Trecho >>
==*==

Cinquenta
anos depois de Getúlio “sair da vida para entrar na história", o legado do
nacional-estatismo ainda está no centro do debate político e, por ironia, vê-se
ameaçado por um governo oriundo do sindicalismo que ele próprio criou.
Daniel Aarão
Reis Filho
Quando
Getúlio Vargas se suicidou, em agosto de 1954, o país parecia à beira do caos.
Acuado por uma grave crise política, o velho líder preferiu uma bala no peito à
humilhação de aceitar uma nova deposição, como a que sofrera em outubro de
1945. Entretanto, ao contrário do que imaginavam os inimigos, ao ruído do
estampido não se seguiu o silêncio que cerca as derrotas. Uma imensa vaga de
protesto popular varreu o país. Multidões queriam reverenciar pela vez derradeira
um líder político que já se tornara uma lenda. O suicídio fora um último golpe
político. A morte de Vargas salvara o varguismo.
Já em outras oportunidades, acontecimentos
também decisivos para a história da República brasileira se associaram à
personalidade de Vargas: a Revolução de 30; o golpe de 1937 e a instauração do
Estado Novo; a decretação da Consolidação das Leis do Trabalho (CLT), em 1943;
os movimentos queremistas ("queremos Getúlio") que, em 1945, clamaram
pela permanência de Vargas no poder; a volta à Presidência "nos braços do
povo", em 1950; as lutas nacionalistas, com ampla participação popular,
nos anos 40 e 50, exigindo um Estado nacional forte, com presença marcante na
economia, através das empresas estatais: Companhia Siderúrgica Nacional e
Petrobras.
O suicídio conseguira mobilizar todas
estas referências, galvanizando o povo, sobretudo as camadas mais humildes, na
defesa de um programa, uma tradição nacional-estatista.

==*==

Objetivo do exercício >> Continue o texto acima sobre Getúlio Vargas e o legado nacional-estatista, escrevendo o que vem depois da última frase.

Entradas listadas >>
==*==

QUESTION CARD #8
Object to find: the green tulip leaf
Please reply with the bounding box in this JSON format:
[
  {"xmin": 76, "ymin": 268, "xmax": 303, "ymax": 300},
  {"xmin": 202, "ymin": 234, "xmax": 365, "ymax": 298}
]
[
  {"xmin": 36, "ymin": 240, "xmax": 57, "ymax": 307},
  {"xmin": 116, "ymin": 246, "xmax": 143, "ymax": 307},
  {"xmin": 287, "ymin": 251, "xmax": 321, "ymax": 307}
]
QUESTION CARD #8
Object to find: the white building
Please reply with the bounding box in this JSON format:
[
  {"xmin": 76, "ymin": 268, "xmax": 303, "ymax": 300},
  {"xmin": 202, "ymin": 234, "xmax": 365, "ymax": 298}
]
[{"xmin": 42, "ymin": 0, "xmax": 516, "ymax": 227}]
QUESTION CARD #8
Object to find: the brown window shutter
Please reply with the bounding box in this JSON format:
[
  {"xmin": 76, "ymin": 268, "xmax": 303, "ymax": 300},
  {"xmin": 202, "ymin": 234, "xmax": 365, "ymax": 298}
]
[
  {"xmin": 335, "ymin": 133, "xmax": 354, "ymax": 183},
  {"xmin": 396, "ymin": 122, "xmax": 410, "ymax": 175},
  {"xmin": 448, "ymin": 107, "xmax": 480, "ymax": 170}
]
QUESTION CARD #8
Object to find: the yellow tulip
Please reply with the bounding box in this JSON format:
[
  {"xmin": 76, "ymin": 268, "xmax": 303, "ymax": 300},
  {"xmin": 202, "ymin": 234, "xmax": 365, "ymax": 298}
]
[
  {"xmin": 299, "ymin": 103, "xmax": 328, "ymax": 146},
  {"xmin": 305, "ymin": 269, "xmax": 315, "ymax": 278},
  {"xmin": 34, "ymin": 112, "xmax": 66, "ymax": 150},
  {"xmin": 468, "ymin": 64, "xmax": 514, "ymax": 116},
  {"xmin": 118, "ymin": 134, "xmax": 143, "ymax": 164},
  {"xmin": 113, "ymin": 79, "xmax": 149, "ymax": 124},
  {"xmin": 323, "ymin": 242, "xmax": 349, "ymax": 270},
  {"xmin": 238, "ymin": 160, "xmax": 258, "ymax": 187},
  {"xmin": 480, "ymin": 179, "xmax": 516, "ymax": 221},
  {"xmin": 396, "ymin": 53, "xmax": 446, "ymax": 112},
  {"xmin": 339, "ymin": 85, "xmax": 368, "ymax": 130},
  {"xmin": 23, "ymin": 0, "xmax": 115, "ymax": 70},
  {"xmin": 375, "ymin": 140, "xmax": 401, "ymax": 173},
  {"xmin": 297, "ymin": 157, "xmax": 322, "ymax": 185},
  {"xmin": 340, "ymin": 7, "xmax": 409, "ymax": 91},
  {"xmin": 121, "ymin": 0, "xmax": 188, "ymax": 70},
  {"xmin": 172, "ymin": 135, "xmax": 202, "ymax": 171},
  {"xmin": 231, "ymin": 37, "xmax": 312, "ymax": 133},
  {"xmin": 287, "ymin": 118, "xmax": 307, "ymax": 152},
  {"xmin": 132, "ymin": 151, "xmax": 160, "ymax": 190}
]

==*==

Resposta escrita >>
Mas o que era essa tradição? Um Estado
forte, centralizado, com poder de intervenção em todas as esferas da sociedade,
da economia à cultura, da produção do aço ao consumo de símbolos. A intromissão
estatal bem-vinda: do alto para baixo, do centro para a periferia. Em
contrapartida, o enfraquecimento dos poderes regionais e locais, então
dominados por elites oligárquicas.
Na cúpula do sistema, líderes
carismáticos, dizendo aquilo que toca o coração dos que estão por baixo. Defendendo e fazendo adotar e cumprir medidas
e leis trabalhistas em defesa dos humildes.
O compromisso com o crescimento econômico.
Havendo desenvolvimento, com promessas de justiça, a ordem ganhava
legitimidade, mesmo a autoritária, perseguindo e encarcerando as oposições, e
adotando a tortura como política de Estado. O mais importante é que o Estado
definisse um "projeto nacional". Política para indústria, agricultura,
comércio, finanças, juros, lucros e salários, educação, cultura, artes. Um
projeto que mobilizasse o povo, intelectuais, empresários, civis e militares, religiosos,
todos juntos, harmonizando-se na luta pelo bem comum, social e nacional.
No quadro do Estado Novo (1937 a 1945),
forjou-se este projeto e uma ideologia nacionalista. Os interesses particulares
não poderiam impedir a convergência em torno dos valores da nação e do Estado.
Só assim seria possível ao Brasil assumir o lugar merecido no mundo, fazendo
valer os interesses próprios no jogo bruto das relações internacionais.
Contra estas referências positivas, se
oporiam apenas os inimigos do povo, os comunistas "vende pátria",
acusados de "agentes" de Moscou, e, principalmente, os liberais. O
liberalismo era acusado de emancipar os fortes do controle social, tornando-os
mais poderosos e os fracos, mais débeis, fragmentando a sociedade e atomizando
os indivíduos numa insana luta de todos contra todos. O liberalismo seria a
doutrina do egoísmo sem peias, e, por se associar à democracia representativa,
a contaminaria.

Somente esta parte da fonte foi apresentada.